## Start Material provided
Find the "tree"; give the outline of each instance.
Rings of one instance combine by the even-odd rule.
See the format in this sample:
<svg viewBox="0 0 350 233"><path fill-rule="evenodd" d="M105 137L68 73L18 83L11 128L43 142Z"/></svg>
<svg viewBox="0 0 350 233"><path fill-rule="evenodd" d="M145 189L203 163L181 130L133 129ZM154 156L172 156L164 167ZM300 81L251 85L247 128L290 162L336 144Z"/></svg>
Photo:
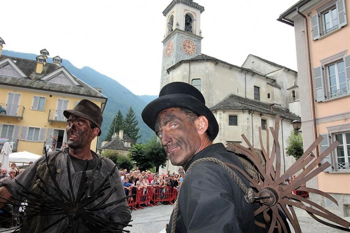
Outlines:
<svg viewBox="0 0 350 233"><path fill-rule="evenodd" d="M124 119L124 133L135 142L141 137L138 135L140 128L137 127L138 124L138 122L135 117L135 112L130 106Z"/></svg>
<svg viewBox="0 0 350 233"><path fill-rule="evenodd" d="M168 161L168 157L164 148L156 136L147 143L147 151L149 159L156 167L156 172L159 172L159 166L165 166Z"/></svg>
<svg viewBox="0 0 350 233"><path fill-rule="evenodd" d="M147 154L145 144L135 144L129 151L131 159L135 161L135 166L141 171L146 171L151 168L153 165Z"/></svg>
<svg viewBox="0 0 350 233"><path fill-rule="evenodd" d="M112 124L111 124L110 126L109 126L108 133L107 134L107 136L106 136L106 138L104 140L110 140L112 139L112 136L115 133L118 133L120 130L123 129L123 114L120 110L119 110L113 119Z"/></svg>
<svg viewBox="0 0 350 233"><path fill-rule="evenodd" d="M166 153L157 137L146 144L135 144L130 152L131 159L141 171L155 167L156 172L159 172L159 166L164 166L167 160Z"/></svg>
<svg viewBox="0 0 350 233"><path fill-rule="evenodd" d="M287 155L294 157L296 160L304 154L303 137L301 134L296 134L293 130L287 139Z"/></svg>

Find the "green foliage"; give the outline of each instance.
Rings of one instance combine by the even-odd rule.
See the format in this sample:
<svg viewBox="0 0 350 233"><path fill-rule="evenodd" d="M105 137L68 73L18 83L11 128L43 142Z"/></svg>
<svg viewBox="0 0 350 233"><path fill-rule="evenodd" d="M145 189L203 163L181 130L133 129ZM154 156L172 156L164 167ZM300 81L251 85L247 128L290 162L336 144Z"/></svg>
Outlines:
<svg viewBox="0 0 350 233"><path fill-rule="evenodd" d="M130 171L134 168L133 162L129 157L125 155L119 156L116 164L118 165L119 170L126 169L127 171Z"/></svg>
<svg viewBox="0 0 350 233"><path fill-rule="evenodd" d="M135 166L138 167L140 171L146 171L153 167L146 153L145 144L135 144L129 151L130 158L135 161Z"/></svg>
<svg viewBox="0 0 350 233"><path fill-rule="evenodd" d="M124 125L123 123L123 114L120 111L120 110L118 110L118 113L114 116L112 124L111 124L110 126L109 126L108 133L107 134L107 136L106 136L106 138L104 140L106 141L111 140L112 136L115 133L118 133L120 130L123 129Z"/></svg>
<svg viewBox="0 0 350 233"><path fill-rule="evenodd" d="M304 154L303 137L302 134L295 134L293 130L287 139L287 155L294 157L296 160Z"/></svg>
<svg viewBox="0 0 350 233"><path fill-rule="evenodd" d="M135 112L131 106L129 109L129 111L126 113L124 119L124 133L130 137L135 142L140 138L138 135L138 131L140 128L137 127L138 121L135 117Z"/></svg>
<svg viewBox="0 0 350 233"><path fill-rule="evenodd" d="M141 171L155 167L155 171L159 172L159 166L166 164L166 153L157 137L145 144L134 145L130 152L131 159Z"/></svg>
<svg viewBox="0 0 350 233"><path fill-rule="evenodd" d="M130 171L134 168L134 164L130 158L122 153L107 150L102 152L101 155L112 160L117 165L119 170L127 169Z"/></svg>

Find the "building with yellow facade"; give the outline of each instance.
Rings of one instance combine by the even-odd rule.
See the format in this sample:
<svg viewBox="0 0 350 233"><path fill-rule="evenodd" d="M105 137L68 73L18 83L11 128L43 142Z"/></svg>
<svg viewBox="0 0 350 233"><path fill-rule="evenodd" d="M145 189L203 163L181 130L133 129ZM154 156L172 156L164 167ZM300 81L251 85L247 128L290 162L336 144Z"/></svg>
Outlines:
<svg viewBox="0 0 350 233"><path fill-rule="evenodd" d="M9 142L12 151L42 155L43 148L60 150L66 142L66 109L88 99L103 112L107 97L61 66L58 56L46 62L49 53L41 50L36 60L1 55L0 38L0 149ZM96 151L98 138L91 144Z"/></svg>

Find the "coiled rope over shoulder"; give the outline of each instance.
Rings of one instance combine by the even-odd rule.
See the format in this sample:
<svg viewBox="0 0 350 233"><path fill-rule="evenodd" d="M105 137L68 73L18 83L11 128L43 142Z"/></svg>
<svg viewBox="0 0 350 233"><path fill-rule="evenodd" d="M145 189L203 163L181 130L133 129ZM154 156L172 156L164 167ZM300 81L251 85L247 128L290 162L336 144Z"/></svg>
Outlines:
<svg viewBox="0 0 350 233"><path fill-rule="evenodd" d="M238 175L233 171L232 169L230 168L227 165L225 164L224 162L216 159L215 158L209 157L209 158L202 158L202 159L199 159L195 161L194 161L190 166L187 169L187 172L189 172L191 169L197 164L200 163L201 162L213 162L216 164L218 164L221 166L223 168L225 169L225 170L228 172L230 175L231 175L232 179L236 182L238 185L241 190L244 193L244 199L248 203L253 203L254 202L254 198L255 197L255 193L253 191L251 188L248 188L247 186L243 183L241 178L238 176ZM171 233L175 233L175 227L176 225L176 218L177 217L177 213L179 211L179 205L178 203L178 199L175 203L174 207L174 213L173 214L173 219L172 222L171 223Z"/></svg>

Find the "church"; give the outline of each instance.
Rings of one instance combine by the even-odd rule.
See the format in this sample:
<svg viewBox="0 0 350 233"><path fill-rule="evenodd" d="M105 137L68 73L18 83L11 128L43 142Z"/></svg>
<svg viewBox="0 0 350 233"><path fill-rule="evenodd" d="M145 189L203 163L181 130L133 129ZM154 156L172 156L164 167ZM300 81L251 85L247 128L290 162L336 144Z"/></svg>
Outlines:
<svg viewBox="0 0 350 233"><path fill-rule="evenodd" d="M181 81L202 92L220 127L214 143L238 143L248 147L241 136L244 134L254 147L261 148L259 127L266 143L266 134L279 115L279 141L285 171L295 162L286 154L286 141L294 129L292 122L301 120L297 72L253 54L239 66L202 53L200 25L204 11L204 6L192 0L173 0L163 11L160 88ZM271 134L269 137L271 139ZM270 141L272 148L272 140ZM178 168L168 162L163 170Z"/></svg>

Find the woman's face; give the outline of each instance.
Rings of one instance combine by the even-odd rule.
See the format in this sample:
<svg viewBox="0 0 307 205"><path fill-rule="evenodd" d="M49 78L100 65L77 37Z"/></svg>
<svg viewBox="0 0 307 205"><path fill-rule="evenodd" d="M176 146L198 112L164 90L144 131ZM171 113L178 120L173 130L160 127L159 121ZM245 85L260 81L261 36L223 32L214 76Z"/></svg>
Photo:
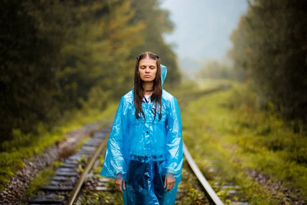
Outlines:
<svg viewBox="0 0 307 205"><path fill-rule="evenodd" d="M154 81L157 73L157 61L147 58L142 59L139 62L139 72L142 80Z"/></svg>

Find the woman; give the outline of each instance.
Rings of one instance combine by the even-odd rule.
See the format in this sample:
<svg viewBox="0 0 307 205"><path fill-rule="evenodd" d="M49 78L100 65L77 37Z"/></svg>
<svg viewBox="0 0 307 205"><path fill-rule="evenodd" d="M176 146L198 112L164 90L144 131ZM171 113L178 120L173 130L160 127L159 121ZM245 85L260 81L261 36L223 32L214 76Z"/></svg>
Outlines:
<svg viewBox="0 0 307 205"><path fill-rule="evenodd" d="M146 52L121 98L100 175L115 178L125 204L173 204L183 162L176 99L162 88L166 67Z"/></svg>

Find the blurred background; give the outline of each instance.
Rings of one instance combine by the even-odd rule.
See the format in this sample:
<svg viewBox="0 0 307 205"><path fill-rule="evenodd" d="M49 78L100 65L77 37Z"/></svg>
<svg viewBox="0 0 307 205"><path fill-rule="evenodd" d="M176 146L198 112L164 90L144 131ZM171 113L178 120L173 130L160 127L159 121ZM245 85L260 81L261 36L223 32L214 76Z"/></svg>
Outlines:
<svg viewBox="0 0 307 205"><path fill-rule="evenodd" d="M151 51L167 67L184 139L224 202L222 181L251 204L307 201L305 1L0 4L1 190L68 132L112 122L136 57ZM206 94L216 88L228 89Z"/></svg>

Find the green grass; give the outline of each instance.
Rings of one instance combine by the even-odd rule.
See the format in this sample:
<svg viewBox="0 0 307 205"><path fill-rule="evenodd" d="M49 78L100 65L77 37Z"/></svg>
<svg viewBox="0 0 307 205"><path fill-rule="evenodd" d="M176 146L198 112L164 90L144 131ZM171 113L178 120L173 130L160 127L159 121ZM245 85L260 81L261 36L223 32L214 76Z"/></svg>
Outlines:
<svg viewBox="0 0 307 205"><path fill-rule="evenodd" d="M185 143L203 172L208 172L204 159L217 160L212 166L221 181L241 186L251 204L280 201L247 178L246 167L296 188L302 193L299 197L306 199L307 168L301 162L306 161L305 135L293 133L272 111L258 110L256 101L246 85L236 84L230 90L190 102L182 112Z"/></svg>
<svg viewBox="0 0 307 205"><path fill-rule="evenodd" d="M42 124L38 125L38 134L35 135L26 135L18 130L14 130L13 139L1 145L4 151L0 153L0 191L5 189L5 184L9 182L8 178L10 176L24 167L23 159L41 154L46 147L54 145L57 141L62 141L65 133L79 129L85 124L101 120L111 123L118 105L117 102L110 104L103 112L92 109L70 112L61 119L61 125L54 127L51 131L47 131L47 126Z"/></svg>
## End Material provided
• _Stated exercise_
Reproduce word for word the stretch from the start of the entries through the line containing "136L106 138L104 140L110", both included, and leave the pictures out.

• _Exercise response_
Find the "tree"; give the outline of each instance.
Rings of one instance combine by the even-odd rule.
See the format in this sample:
<svg viewBox="0 0 350 233"><path fill-rule="evenodd" d="M105 137L68 73L18 83L11 128L43 142Z"/></svg>
<svg viewBox="0 0 350 233"><path fill-rule="evenodd" d="M145 189L203 163L181 130L133 129ZM154 156L172 156L164 167ZM300 81L251 85L247 128L290 162L336 144Z"/></svg>
Photo:
Outlines:
<svg viewBox="0 0 350 233"><path fill-rule="evenodd" d="M124 119L124 133L135 142L141 137L138 135L140 128L137 127L138 124L138 122L135 117L135 112L130 106Z"/></svg>
<svg viewBox="0 0 350 233"><path fill-rule="evenodd" d="M168 161L168 157L164 148L156 136L147 143L147 151L149 159L156 167L156 172L159 172L159 166L165 166Z"/></svg>
<svg viewBox="0 0 350 233"><path fill-rule="evenodd" d="M147 154L145 144L135 144L129 151L131 159L135 161L135 166L141 171L146 171L151 168L153 165Z"/></svg>
<svg viewBox="0 0 350 233"><path fill-rule="evenodd" d="M112 124L111 124L110 126L109 126L108 133L107 134L107 136L106 136L106 138L104 140L110 140L112 139L112 136L115 133L118 133L120 130L123 129L123 114L120 110L119 110L113 119Z"/></svg>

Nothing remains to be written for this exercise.